= WRITTEN INSTRUCTION =
Repeat the rows from the line containing "find blue lacrosse" through the end of the rows, substituting "mitt" for "glove" and leaving everything else unchanged.

------ GIVEN DATA ------

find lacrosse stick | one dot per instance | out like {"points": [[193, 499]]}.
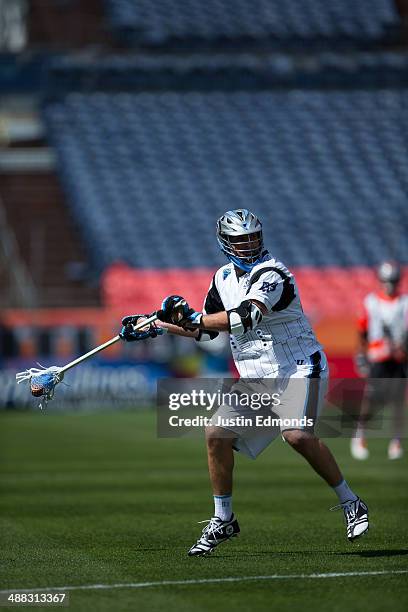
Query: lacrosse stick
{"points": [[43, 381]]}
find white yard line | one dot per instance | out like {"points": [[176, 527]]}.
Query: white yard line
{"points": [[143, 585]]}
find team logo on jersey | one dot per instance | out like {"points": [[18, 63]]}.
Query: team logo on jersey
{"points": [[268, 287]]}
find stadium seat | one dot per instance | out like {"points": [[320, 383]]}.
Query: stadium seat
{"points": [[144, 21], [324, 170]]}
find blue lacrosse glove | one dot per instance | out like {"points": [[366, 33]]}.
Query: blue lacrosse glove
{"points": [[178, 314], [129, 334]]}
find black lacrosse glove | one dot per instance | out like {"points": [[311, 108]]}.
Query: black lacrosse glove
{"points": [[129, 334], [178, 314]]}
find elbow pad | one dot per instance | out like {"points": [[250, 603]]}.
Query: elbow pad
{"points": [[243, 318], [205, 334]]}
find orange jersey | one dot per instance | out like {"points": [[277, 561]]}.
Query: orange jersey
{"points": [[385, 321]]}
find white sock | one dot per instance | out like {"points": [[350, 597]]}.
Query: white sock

------

= ANSWER FOR THE TASK =
find blue lacrosse mitt | one dot per instance | out like {"points": [[366, 33]]}.
Query: blue lacrosse mitt
{"points": [[178, 314], [129, 334]]}
find black lacrosse mitt | one dot per instance | out like {"points": [[311, 108]]}.
Query: black lacrosse mitt
{"points": [[129, 334], [178, 314]]}
find elbow pad | one dot per instance | out like {"points": [[250, 603]]}.
Query: elbow pad
{"points": [[243, 318], [205, 334]]}
find orange jersey | one dot per instance | out like {"points": [[277, 561]]}.
Query: orange jersey
{"points": [[385, 321]]}
find white sock | one dot per instance | out like {"points": [[350, 597]]}.
Query: white sock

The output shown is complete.